*** Opening of RECORDS FOR THIS TASK ***
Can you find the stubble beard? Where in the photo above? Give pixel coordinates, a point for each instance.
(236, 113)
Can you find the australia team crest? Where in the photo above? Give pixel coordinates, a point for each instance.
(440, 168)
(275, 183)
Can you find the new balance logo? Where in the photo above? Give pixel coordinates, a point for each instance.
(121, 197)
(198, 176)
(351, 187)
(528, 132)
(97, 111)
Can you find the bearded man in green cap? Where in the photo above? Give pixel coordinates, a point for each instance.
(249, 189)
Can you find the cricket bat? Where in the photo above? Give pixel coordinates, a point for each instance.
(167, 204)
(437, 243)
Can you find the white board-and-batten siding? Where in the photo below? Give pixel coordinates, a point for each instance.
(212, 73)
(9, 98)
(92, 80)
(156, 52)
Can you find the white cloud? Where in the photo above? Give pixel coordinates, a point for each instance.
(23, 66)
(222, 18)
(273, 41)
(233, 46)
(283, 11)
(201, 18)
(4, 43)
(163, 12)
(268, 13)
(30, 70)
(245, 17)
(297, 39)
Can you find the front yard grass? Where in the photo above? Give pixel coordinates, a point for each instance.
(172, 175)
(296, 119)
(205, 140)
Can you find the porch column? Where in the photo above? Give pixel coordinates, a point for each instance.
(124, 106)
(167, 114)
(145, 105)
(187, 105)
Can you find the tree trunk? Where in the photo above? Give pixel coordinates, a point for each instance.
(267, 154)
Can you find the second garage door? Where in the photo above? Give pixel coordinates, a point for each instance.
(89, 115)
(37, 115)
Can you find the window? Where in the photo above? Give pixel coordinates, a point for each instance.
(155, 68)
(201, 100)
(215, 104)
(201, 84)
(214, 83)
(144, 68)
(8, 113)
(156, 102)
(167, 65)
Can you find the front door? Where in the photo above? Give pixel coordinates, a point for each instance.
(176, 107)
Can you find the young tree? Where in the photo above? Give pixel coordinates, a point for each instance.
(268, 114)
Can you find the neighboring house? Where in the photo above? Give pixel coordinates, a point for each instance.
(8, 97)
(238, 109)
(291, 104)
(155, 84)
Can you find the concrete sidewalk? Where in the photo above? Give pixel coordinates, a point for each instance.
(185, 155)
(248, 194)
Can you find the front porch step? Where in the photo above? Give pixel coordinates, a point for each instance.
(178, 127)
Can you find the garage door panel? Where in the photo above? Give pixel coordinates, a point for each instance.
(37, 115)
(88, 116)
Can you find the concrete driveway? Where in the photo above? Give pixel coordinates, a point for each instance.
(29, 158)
*** Close of RECORDS FOR THIS TASK ***
**DESCRIPTION OF THE TASK**
Write out exactly the lines that begin at the one containing "Can you find the concrete driveway?" and continue through the last line of the data, and only those.

**WRITTEN ANSWER**
Can you find the concrete driveway? Where in the photo above? Give pixel coordinates, a point for each instance.
(29, 158)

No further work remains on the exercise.